Reproduce all of the records exactly.

[Excerpts from point annotation data]

※ ※ ※

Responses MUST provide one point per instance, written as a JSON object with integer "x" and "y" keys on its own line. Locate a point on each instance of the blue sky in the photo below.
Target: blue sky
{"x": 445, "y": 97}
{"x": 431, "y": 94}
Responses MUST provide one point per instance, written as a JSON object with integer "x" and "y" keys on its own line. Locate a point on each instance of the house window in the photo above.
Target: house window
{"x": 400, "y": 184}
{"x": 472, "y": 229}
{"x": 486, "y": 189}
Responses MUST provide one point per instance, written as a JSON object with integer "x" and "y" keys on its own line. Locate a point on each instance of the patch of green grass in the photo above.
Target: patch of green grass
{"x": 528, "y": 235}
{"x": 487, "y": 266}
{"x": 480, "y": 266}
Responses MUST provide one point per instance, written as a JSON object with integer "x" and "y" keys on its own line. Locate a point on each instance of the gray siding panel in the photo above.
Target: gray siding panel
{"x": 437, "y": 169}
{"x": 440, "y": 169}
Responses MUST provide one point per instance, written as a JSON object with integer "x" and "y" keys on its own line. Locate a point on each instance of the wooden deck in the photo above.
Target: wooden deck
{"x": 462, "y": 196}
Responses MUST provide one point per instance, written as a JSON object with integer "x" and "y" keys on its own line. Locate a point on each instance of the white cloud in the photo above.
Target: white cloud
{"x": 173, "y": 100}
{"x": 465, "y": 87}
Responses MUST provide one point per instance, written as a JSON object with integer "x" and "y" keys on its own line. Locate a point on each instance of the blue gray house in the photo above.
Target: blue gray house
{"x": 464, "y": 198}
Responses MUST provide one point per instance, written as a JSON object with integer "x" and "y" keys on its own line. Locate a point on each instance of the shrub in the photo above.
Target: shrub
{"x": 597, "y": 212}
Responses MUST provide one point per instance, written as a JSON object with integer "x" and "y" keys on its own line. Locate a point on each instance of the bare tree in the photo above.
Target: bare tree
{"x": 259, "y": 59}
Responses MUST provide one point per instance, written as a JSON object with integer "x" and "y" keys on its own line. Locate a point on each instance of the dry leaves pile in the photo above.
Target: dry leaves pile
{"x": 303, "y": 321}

※ ※ ※

*RESULT:*
Responses MUST provide one point per instance, written as a JSON object with integer "x" and "y" keys on its own line. Locate a point on each instance of the blue sky in the photo below.
Target: blue sky
{"x": 445, "y": 97}
{"x": 431, "y": 94}
Responses MUST provide one point per instance, written as a JSON object with integer "x" and "y" keys on its own line. Locate a point on each instance of the house window in the photo above.
Target: house window
{"x": 400, "y": 184}
{"x": 472, "y": 229}
{"x": 486, "y": 189}
Responses MUST provide one point per instance, written as a JSON object with integer "x" and "y" keys on its own line. Locate a point on each instance of the patch of green grass in the photo above.
Target: patch of green grass
{"x": 528, "y": 235}
{"x": 487, "y": 266}
{"x": 480, "y": 266}
Responses MUST provide one point per instance, written as a JSON object with integer "x" and "y" keys on its own line. Locate a point on each instance of the gray siding panel in the photo above.
Target: gray siding panel
{"x": 437, "y": 169}
{"x": 440, "y": 169}
Responses MUST provide one point per instance, written as a JSON object with integer "x" and "y" keys on its own line. Locate a point on each instance of the wooden deck in the photo above.
Target: wooden deck
{"x": 462, "y": 196}
Responses MUST provide one point per instance, written as a JSON object with integer "x" and "y" keys on its own line. Locate a point on each instance of the white cloud in the photo above.
Target: white cloud
{"x": 173, "y": 100}
{"x": 465, "y": 87}
Responses MUST provide one point per instance, written as a JSON object with integer "x" and "y" keys on its own line. Locate a point on each instance of the blue gray house in the photo above.
Target: blue gray house
{"x": 464, "y": 198}
Responses MUST provide one point per instance, written as a JSON object with integer "x" and "y" keys on its own line. Locate a point on each instance of the shrub in the photo above.
Target: shrub
{"x": 597, "y": 212}
Responses MUST provide one point per instance, written as a JSON object with integer "x" and "y" keys on its own line. Locate a point on each instance of the bare tree in the photo above.
Target: bare tree
{"x": 259, "y": 59}
Responses MUST provide one point per instance, written as a JSON object with integer "x" and "y" keys on its own line. Locate a point on each instance of the dry leaves pile in the photo above.
Target: dry leaves pile
{"x": 303, "y": 321}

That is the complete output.